§ ENTRIES SUPPLIED:
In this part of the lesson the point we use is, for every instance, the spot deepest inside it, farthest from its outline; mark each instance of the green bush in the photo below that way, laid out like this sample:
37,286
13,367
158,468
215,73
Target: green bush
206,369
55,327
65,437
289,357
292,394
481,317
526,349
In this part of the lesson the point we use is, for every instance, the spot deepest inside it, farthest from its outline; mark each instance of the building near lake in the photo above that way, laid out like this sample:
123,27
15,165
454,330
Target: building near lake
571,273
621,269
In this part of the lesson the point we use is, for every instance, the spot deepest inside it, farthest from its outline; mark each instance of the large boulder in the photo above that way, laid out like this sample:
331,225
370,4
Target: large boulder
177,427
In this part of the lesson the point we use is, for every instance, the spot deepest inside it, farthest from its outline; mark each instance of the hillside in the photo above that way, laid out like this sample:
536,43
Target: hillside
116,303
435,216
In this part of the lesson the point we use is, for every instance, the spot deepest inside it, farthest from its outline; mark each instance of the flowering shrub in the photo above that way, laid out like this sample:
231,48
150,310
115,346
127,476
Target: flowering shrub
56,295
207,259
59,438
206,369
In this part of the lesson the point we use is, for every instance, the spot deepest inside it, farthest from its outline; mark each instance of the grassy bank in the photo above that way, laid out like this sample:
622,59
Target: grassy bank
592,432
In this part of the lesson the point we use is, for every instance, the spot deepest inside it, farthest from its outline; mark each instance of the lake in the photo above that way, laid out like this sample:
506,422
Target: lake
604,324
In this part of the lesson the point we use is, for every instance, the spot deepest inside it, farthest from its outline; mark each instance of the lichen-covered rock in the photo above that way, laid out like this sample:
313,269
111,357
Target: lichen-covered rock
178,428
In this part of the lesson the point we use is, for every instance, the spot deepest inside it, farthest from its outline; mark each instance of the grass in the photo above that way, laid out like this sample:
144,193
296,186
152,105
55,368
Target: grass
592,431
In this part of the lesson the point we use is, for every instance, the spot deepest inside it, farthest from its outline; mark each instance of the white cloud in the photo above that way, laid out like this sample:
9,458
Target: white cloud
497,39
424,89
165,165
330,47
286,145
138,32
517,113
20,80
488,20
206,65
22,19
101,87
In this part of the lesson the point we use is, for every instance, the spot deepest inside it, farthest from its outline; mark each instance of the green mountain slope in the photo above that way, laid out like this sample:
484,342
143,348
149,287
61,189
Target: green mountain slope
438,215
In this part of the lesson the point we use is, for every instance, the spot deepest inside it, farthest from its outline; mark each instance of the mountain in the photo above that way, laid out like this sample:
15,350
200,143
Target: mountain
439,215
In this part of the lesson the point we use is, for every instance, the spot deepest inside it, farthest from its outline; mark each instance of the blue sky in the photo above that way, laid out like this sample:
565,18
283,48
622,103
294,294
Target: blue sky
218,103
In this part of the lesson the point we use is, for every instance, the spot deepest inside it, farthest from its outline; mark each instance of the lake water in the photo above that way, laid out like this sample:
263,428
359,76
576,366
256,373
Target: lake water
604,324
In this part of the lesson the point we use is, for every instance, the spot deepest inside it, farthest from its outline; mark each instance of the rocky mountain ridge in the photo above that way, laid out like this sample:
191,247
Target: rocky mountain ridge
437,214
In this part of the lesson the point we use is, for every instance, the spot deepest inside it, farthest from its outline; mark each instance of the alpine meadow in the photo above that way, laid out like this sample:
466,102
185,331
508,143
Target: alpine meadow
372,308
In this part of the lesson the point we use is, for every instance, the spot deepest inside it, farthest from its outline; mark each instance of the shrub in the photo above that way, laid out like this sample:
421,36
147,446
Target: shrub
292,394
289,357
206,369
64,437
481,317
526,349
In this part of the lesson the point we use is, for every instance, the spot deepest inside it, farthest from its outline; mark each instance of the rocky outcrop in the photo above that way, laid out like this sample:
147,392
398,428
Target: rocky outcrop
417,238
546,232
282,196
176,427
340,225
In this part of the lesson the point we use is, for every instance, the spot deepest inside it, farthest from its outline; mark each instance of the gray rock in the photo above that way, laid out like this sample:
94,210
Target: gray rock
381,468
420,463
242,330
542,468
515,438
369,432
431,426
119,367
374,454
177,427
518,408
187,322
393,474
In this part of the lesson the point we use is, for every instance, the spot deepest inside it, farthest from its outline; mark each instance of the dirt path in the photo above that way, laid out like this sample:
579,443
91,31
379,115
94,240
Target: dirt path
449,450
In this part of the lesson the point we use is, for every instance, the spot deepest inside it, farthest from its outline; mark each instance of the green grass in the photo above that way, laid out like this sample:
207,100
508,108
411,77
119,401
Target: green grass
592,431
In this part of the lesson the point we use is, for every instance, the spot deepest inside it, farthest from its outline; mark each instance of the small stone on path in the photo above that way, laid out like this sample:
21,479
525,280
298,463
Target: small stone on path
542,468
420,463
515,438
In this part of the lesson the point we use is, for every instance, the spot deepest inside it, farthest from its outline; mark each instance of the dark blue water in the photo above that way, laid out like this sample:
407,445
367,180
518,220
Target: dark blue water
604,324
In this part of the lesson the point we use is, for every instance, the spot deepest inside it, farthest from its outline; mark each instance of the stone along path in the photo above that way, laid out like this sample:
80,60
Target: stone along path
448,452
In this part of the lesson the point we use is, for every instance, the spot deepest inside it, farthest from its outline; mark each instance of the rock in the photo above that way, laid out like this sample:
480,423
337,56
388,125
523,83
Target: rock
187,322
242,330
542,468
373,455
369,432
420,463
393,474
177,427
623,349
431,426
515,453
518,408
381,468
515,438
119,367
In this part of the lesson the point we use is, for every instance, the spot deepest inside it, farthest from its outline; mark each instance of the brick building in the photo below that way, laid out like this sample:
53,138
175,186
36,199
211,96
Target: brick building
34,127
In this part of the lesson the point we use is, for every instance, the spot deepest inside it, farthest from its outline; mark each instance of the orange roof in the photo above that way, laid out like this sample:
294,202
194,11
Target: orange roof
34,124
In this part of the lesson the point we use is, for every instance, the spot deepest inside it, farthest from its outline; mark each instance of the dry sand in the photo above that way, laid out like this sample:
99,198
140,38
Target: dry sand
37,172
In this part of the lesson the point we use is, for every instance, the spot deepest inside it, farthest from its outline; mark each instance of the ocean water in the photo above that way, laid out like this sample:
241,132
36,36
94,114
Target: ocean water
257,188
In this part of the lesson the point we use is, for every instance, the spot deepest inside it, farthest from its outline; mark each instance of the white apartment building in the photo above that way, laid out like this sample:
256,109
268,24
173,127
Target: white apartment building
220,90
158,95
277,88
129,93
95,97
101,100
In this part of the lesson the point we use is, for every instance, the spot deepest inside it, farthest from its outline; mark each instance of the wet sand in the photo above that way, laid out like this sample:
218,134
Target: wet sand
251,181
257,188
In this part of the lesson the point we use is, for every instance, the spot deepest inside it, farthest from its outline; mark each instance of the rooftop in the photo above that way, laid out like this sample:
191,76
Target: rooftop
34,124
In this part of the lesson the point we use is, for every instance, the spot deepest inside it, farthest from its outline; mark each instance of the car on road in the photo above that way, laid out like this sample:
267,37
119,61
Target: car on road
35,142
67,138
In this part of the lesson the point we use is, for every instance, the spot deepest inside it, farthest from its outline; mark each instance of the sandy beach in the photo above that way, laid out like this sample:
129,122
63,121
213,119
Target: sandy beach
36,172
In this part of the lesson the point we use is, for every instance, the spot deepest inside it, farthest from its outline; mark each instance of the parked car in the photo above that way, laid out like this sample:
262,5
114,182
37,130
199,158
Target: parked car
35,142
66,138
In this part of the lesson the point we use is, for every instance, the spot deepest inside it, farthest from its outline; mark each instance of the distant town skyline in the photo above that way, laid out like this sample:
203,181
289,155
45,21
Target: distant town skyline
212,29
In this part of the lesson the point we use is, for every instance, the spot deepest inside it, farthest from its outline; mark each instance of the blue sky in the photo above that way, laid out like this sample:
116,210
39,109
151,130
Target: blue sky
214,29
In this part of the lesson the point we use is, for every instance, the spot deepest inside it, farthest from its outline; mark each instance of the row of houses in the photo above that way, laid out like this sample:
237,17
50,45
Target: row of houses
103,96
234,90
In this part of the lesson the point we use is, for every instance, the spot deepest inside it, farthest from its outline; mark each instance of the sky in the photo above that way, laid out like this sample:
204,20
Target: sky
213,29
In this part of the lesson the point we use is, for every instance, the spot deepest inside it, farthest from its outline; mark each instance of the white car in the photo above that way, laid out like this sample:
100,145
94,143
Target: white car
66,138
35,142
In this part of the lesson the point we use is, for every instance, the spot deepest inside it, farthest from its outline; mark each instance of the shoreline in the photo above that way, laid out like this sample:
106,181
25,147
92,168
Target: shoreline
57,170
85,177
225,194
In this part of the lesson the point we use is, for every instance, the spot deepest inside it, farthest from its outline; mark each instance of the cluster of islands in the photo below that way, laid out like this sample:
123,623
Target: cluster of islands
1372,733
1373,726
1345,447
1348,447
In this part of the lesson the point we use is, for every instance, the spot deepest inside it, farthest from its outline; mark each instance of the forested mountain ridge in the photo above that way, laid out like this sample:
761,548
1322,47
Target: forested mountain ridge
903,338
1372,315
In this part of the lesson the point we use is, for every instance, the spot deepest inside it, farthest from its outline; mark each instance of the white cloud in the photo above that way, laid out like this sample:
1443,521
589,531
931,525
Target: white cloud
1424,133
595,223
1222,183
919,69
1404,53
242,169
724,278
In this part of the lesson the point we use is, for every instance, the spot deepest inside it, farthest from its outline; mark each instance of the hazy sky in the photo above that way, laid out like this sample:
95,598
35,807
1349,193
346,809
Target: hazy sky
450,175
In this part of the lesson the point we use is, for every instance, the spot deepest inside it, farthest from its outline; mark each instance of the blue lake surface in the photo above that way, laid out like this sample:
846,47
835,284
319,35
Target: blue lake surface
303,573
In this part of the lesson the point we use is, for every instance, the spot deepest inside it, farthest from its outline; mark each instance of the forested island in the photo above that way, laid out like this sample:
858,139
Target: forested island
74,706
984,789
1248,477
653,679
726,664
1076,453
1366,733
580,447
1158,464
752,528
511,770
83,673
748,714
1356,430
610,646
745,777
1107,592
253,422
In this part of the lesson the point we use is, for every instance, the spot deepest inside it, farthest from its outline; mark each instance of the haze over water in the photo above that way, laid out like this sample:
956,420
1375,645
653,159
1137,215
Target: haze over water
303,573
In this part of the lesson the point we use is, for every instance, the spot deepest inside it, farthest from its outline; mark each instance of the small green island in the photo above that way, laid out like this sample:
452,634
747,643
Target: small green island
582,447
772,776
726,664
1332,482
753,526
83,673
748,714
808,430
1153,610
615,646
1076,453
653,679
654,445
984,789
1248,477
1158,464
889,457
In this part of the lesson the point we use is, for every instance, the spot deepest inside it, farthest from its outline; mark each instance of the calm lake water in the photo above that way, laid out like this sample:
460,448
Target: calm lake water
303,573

§ WHAT THE TASK ASKS:
Starting from the line containing "of the hazy" and ending with the final line of the data, reproduce each line exactly as it appears, including no other lines.

§ PROBLEM SOLUTION:
In this part of the lesson the point we use is, for every instance, the spot deepest inside it, farthest from its outline; mark each instance of the hazy sky in the photo above that way, laid out like this sample:
95,598
35,807
1349,193
346,809
Target: hazy sky
450,175
In this part of the lesson the point we use is, for every instance, the spot deepest inside it, farthest from its outline; mark each instance of the blue lake surface in the photo above that way, laid out like this sample:
846,47
835,284
319,35
Target: blue lake surface
303,573
In this part of the lesson the point we use is, for every instance, the spot deepest inside it, farthest from its outline; mark each instance of the forested island in the photo above that way, laid out like this sample:
858,139
Target: forested island
74,706
984,789
1248,477
653,679
726,664
1076,453
1366,733
580,447
1158,464
752,528
511,770
83,673
748,714
1356,430
610,646
745,777
1107,592
253,422
In this part of the lesson the point we use is, for every instance, the spot deepest inside it, farthest from its outline; mark each instance of the haze over water in the photo above that way, laid out like this sample:
956,420
1375,645
653,159
1137,215
Target: haze over water
303,573
In this part of the lesson the point we use is, for every instance, the spot deepest inside it, farthest from its outline; mark each instance of the small green island in the photo above that way, laid out like this sample:
452,634
747,643
Target: small green island
582,447
772,776
726,664
1332,482
753,526
83,673
748,714
808,430
1153,610
615,646
1076,453
653,679
654,445
984,789
1248,477
1158,464
889,457
In this part of the lesson the point we use is, for every instance, the spot deepest inside it, farthest from its outline; mark each instance of the calm lake water in the photo above that way, laid out like this sample:
460,448
Target: calm lake water
303,573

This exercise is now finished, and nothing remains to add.